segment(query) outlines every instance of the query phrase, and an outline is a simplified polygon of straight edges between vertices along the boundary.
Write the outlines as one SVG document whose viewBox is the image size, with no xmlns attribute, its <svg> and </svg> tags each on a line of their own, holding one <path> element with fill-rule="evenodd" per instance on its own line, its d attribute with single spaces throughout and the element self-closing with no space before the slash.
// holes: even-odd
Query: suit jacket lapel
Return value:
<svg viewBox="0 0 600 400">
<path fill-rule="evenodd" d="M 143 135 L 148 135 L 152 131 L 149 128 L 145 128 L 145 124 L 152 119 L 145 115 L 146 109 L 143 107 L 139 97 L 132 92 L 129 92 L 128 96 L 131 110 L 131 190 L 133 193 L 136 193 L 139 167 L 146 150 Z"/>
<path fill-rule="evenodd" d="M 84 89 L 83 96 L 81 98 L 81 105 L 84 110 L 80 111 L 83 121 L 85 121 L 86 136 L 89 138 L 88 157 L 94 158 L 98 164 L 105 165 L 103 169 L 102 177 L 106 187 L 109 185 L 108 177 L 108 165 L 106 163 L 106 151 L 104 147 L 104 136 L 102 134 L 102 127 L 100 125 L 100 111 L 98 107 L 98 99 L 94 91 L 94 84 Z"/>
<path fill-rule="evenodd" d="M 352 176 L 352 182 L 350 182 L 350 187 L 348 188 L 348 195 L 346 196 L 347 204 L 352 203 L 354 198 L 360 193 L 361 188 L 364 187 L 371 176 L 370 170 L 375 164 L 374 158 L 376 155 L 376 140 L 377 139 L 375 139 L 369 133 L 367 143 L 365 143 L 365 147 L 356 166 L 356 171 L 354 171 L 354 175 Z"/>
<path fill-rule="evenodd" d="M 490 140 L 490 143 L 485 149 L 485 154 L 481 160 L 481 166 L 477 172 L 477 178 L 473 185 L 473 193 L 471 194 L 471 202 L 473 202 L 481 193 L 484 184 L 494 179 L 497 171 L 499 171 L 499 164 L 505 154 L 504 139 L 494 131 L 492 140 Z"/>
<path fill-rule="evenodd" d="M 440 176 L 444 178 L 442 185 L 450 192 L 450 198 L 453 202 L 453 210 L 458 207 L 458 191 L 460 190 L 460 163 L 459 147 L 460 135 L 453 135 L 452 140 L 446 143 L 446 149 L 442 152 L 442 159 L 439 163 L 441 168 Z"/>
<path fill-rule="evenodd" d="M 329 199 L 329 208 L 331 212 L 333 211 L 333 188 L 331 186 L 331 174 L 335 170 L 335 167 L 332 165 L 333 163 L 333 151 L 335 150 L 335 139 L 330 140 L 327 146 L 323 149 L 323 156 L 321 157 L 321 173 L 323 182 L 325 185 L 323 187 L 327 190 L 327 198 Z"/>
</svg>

## What you have to do
Nothing should be left out when the listing is retyped exactly.

## Result of the task
segment(query) outlines every instance of the query phrase, and an outline is a simplified polygon of straight edges between vertices along the boundary.
Write the outlines as one SVG document whose viewBox is the image size, with no xmlns attribute, its <svg> and </svg> tags each on a line of their own, holding one <path> element with fill-rule="evenodd" per instance on its own line, its d attribute with single spaces throughout and the element self-closing with no space before the slash.
// holes: even-odd
Query: suit jacket lapel
Return value:
<svg viewBox="0 0 600 400">
<path fill-rule="evenodd" d="M 143 135 L 148 135 L 152 131 L 149 128 L 145 128 L 145 124 L 152 119 L 145 115 L 146 109 L 143 107 L 139 97 L 132 92 L 129 92 L 128 96 L 131 110 L 131 190 L 133 193 L 136 193 L 139 167 L 146 150 Z"/>
<path fill-rule="evenodd" d="M 84 89 L 83 96 L 81 98 L 81 105 L 84 110 L 80 111 L 83 121 L 85 121 L 86 136 L 89 138 L 88 157 L 94 158 L 98 164 L 105 165 L 103 169 L 102 177 L 106 187 L 109 185 L 108 177 L 108 165 L 106 163 L 106 151 L 104 147 L 104 136 L 102 134 L 102 127 L 100 125 L 100 111 L 98 107 L 98 99 L 94 91 L 94 84 Z"/>
<path fill-rule="evenodd" d="M 352 176 L 352 182 L 350 182 L 350 187 L 348 188 L 348 195 L 346 196 L 347 204 L 352 203 L 354 198 L 360 193 L 361 188 L 364 187 L 371 176 L 370 170 L 375 164 L 374 158 L 376 155 L 376 140 L 377 139 L 375 139 L 369 133 L 367 143 L 365 143 L 365 147 L 356 166 L 356 171 L 354 171 L 354 175 Z"/>
<path fill-rule="evenodd" d="M 490 140 L 490 143 L 485 149 L 485 154 L 481 160 L 481 166 L 477 172 L 477 178 L 473 185 L 473 193 L 471 194 L 471 202 L 473 202 L 481 193 L 484 184 L 494 179 L 497 171 L 499 171 L 499 164 L 505 154 L 504 139 L 494 131 L 492 140 Z"/>
<path fill-rule="evenodd" d="M 440 176 L 444 178 L 442 185 L 450 192 L 450 198 L 453 202 L 453 210 L 458 207 L 458 191 L 460 190 L 460 163 L 459 147 L 460 135 L 453 135 L 452 140 L 446 143 L 446 149 L 442 152 L 442 159 L 439 163 L 441 168 Z"/>
<path fill-rule="evenodd" d="M 329 199 L 329 208 L 331 212 L 333 211 L 333 188 L 331 186 L 331 174 L 335 170 L 335 167 L 332 165 L 333 163 L 333 151 L 335 150 L 335 139 L 330 140 L 327 146 L 323 149 L 323 156 L 321 157 L 321 173 L 323 182 L 325 185 L 323 187 L 327 190 L 327 198 Z"/>
</svg>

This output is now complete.